§ Supplied material

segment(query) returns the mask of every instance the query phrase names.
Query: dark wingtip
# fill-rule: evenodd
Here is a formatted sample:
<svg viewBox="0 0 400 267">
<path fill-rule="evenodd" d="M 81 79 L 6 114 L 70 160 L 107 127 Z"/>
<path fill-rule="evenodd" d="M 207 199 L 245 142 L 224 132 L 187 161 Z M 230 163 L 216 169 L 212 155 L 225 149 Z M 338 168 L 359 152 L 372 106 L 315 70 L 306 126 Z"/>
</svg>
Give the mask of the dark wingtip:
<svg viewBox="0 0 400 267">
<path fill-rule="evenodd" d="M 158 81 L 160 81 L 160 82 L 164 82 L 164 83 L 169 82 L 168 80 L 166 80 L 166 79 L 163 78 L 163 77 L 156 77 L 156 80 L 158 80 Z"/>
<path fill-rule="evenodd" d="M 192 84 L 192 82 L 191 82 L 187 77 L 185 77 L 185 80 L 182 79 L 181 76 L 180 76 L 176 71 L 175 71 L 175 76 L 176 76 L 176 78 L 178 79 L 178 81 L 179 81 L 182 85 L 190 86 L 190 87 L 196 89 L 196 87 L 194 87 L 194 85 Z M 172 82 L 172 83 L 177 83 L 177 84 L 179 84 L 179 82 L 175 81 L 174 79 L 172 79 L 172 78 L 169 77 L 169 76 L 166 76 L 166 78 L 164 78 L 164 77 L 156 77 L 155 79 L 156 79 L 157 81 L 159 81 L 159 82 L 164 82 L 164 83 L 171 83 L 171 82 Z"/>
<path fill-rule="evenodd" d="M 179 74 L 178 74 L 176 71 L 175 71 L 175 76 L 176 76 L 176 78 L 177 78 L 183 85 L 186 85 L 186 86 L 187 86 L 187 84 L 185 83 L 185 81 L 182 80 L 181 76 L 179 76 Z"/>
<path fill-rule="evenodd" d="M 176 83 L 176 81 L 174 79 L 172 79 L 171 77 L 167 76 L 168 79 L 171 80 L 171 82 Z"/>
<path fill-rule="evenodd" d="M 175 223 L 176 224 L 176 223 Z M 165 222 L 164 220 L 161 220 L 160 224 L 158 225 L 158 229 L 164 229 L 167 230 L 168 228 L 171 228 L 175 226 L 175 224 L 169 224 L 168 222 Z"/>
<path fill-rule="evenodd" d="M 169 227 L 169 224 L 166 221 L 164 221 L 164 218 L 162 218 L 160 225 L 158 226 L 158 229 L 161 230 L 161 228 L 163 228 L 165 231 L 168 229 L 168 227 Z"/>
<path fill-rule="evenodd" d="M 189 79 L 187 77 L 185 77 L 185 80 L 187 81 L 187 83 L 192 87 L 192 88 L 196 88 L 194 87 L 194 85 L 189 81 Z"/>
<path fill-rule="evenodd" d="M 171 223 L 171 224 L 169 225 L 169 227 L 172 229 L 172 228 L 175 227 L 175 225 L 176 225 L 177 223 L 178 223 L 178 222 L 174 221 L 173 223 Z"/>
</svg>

§ Work to be completed
Give back the material above in full, exactly as it reads.

§ Answer for the task
segment(query) returns the mask of every instance the query phrase names.
Query: dark wingtip
# fill-rule: evenodd
Here is a formatted sample:
<svg viewBox="0 0 400 267">
<path fill-rule="evenodd" d="M 81 79 L 6 114 L 70 160 L 107 127 Z"/>
<path fill-rule="evenodd" d="M 207 199 L 245 142 L 224 132 L 187 161 Z M 230 163 L 216 169 L 212 155 L 225 149 Z M 338 168 L 359 152 L 372 106 L 315 70 L 306 126 Z"/>
</svg>
Give the mask of the dark wingtip:
<svg viewBox="0 0 400 267">
<path fill-rule="evenodd" d="M 158 81 L 160 81 L 160 82 L 164 82 L 164 83 L 169 82 L 168 80 L 166 80 L 166 79 L 163 78 L 163 77 L 156 77 L 156 80 L 158 80 Z"/>
<path fill-rule="evenodd" d="M 192 84 L 192 82 L 191 82 L 187 77 L 185 77 L 185 80 L 182 79 L 181 76 L 180 76 L 176 71 L 175 71 L 175 76 L 176 76 L 176 78 L 178 79 L 178 81 L 179 81 L 182 85 L 190 86 L 190 87 L 196 89 L 196 87 L 194 87 L 194 85 Z M 172 82 L 172 83 L 177 83 L 177 84 L 179 84 L 179 82 L 175 81 L 174 79 L 172 79 L 172 78 L 169 77 L 169 76 L 166 76 L 166 78 L 164 78 L 164 77 L 156 77 L 155 79 L 156 79 L 157 81 L 159 81 L 159 82 L 164 82 L 164 83 L 171 83 L 171 82 Z"/>
<path fill-rule="evenodd" d="M 179 74 L 178 74 L 176 71 L 175 71 L 175 76 L 176 76 L 176 78 L 177 78 L 183 85 L 186 85 L 186 86 L 187 86 L 187 84 L 185 83 L 185 81 L 182 80 L 181 76 L 179 76 Z"/>
<path fill-rule="evenodd" d="M 176 83 L 176 81 L 174 79 L 172 79 L 171 77 L 167 76 L 168 79 L 171 80 L 171 82 Z"/>
<path fill-rule="evenodd" d="M 175 223 L 176 224 L 176 223 Z M 165 222 L 164 220 L 161 220 L 160 224 L 158 225 L 158 229 L 164 229 L 167 230 L 168 228 L 171 228 L 175 226 L 175 224 L 169 224 L 168 222 Z"/>
<path fill-rule="evenodd" d="M 169 227 L 169 224 L 166 221 L 164 221 L 164 218 L 162 218 L 160 225 L 158 226 L 158 229 L 161 230 L 161 228 L 163 228 L 165 231 L 168 229 L 168 227 Z"/>
<path fill-rule="evenodd" d="M 189 79 L 187 77 L 185 77 L 185 80 L 187 81 L 187 83 L 192 87 L 192 88 L 196 88 L 194 87 L 194 85 L 189 81 Z"/>
<path fill-rule="evenodd" d="M 171 223 L 171 224 L 169 225 L 169 227 L 172 229 L 172 228 L 175 227 L 175 225 L 176 225 L 177 223 L 178 223 L 178 222 L 174 221 L 173 223 Z"/>
</svg>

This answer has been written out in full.